Supplied data
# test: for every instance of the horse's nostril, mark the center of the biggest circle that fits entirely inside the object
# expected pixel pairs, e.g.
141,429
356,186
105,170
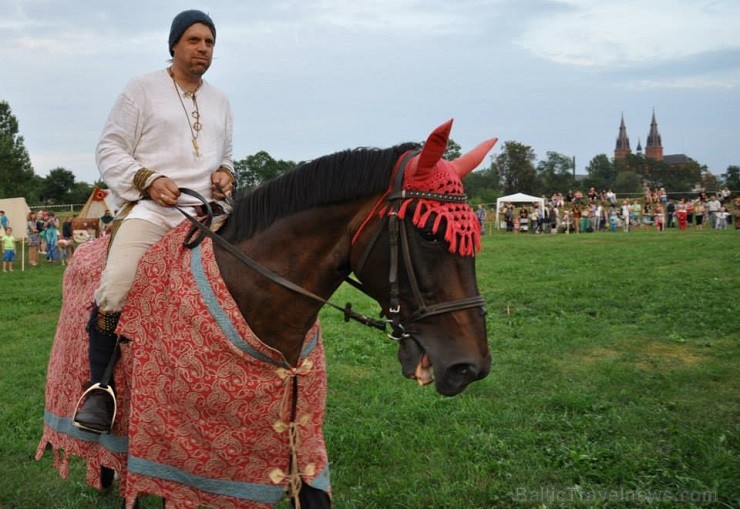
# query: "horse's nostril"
461,370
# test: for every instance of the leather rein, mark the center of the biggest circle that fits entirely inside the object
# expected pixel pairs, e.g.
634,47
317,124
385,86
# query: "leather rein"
398,241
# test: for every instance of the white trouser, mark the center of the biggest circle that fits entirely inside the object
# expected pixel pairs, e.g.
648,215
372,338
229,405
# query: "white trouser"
133,239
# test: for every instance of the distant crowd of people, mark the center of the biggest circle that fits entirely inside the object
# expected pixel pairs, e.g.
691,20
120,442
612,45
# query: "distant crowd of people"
46,237
602,211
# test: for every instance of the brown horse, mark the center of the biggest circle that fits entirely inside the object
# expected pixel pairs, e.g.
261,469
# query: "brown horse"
397,218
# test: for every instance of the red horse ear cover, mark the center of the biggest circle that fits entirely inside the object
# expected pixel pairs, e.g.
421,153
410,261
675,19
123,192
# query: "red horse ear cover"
468,161
434,148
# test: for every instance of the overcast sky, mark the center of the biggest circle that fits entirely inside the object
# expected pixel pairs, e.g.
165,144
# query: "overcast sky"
311,77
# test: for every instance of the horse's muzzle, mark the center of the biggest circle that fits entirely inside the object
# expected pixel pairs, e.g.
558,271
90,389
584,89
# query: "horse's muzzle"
456,377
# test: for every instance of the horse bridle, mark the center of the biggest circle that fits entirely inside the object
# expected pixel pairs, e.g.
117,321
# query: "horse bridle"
399,234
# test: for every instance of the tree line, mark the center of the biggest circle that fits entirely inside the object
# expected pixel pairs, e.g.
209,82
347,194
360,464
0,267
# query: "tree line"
514,169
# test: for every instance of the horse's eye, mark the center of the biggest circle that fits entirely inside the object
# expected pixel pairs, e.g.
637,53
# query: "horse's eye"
430,236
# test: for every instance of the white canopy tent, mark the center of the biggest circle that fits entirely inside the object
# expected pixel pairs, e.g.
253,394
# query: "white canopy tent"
16,209
516,198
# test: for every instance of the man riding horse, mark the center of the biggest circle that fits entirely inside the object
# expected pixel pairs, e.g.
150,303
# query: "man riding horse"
168,129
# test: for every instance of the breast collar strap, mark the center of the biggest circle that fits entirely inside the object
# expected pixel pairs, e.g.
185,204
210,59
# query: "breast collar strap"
398,234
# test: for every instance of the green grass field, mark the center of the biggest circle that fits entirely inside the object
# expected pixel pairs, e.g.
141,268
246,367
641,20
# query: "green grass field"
614,384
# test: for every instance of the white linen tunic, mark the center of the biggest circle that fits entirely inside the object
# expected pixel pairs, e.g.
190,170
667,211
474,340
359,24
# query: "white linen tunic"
149,128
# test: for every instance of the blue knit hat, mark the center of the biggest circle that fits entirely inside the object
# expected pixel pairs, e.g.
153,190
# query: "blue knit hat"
185,20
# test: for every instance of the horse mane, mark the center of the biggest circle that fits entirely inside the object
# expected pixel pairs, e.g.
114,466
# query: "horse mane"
336,178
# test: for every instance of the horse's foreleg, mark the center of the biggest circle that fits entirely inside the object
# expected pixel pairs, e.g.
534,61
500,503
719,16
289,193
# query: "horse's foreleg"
312,498
107,475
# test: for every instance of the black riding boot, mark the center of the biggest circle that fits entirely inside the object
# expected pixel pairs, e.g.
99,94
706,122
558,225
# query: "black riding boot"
97,406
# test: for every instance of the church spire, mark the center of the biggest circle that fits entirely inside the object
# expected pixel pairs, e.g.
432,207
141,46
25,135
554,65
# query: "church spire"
622,149
654,146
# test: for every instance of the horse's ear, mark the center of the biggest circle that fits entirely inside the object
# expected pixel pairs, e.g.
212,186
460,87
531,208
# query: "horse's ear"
434,148
468,161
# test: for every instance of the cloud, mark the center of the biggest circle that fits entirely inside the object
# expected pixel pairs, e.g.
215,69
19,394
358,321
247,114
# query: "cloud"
628,33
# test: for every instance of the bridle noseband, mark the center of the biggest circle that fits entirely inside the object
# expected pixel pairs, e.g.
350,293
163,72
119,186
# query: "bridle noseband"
399,234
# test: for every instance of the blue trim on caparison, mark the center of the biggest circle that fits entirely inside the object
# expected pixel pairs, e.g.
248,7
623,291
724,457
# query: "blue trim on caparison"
114,443
218,313
241,490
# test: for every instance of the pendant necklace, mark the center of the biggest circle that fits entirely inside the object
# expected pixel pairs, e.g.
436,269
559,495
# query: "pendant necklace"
196,126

Directions for this task
If a line holds an image, leave the image out; retype everything else in the entries exactly.

Answer to the exercise
# test: for every instance of the horse's nostril, mark the center of the biggest circle that fits entirely inside the object
# expected pixel pairs, e.g.
141,429
356,186
105,170
# query: "horse's nostril"
461,370
# test: for every instance of the leather rein, mark the center of the biggest circle that fits entirely inside the object
# expected pixel pairs, e.g.
634,47
317,124
385,86
# query: "leather rein"
398,241
# test: for every instance of the white trouser, mark the center of the biggest circle that fits entirely inside the object
# expected pixel pairs, e.g.
648,215
372,338
229,405
# query: "white trouser"
133,239
# test: for every instance of the distant crowd of people, mark the center of the biggest circle that fits entirely inside the object
# expected pixel pairs, e.g.
691,20
120,442
612,45
# query: "distant crowd of people"
46,237
602,211
# test: for every instance of the brown horse, mark the center of the biggest circle that fits entirely inside the object
# expected pixel pairs, e.g.
261,469
# query: "brown horse"
397,218
# test: for every instance of the red horse ear cover, mark the center of the biggest circle that fits entirely inside the object
# expected pixel pairs, e.g.
421,153
410,261
675,19
123,192
# query: "red horse ear cover"
468,161
434,148
# test: for every instance of the overcast sky, mark the center of the biggest circle that fits entirely inside the object
# expected pixel pairs, e.g.
165,144
# query: "overcast sky"
311,77
# test: for every instance of the horse's muzzle, mark the center of the biggest circle that fits entirely inside the object
# expected pixel pairs, e.g.
558,271
90,389
584,89
# query: "horse's muzzle"
456,377
# test: for every instance of the horse bridle, mark the center of the biggest circle that fits entirely inside the object
# expected pixel pairs, e.g.
117,321
# query: "horse bridle"
399,234
# test: for every instance of the tree line, mark the center of the biggest circle that fits entirely inside the object
# expected pixel pairs, e.g.
209,82
347,194
360,464
0,267
# query: "tree line"
514,169
# test: for every instance of the horse's eye, mark the center of the biggest circle that fits entirely inside the object
# expected pixel pairs, e.g.
637,53
# query: "horse's eye"
430,236
# test: for every instance of the white canopy tent, mark the center of the biggest circle that fits entirely inside the object
# expected pixel pairs, e.g.
253,394
# query: "white canopy tent"
16,209
516,198
# test: for every instance of the man riding horse, mark the center of the biggest circle that fits entirely inside the object
# expected pixel pairs, e.g.
150,303
# query: "man riding horse"
168,129
# test: for every instance of the breast collar strap, mark the center of the biggest circle that fits entirely inside the object
# expected pixel pairs, e.g.
185,204
210,59
# query: "breast collar strap"
398,234
# test: for every instance of the green grass field, mark the center of the biggest circle that fits entirely inside the object
# expected pixel pairs, e.g.
141,268
246,367
641,20
# query: "green grass field"
614,384
# test: for every instance of the white linen tunic, mark the center of the biggest circle that fits entirely inside the object
# expected pixel pairs, e.g.
190,170
667,211
474,340
359,24
# query: "white linen tunic"
149,128
# test: for every instance of the blue knit hat, mark the center of the biggest circle that fits entirely inside the object
# expected pixel pairs, e.g.
153,190
# query: "blue knit hat"
185,20
# test: for every instance of the horse mane, mark the center of the biggest circle that fits entirely inside the object
# expected pixel pairs, e.g.
114,466
# query: "horse mane"
336,178
# test: for every instance of the horse's foreleg, mark the center of the biggest circle that fits entirely inside the object
# expected pixel pairs, e.g.
534,61
500,503
719,16
289,193
# query: "horse's foreleg"
312,498
107,475
# test: for every instance of the black riding boot, mark the center of the biggest circle that fits entirely inside the object
# expected pixel pairs, e.g.
99,94
706,122
558,225
# query: "black riding boot"
97,406
# test: for every instance of the church spire, mark the center of the biggest circle that fits entirely inside the object
# expected pixel pairs, e.g.
432,207
141,46
25,135
554,65
# query: "church spire"
622,149
654,146
# test: for every instance of the horse's ear, mark the center of the biggest circle that fits entirely inside the object
# expected pixel pairs, e.g.
212,186
460,87
531,208
# query: "horse's ear"
434,148
468,161
# test: for every instance of the cloud, mark the center of the biggest circle that fits entirely inside the object
# expected pixel pairs, e.g.
215,69
19,394
358,321
247,114
# query: "cloud"
628,33
# test: for every instance of the bridle noseband, mark the center of the biggest circle that fits entirely inside the object
# expected pixel pairs, e.g.
350,293
163,72
119,186
# query: "bridle noseband"
399,234
# test: for every instance of the blue trim on caparison, mark the center of the biggest circle that fits entirely inside the object
# expected pixel pairs, e.g.
248,7
623,291
724,457
# query: "blue trim on caparison"
114,443
218,313
241,490
# test: for every instance of the pendant necklace, mark the center of the biggest circle that fits entirely inside the object
# expected pixel pairs, e.g.
436,269
559,495
# query: "pendant necklace"
196,126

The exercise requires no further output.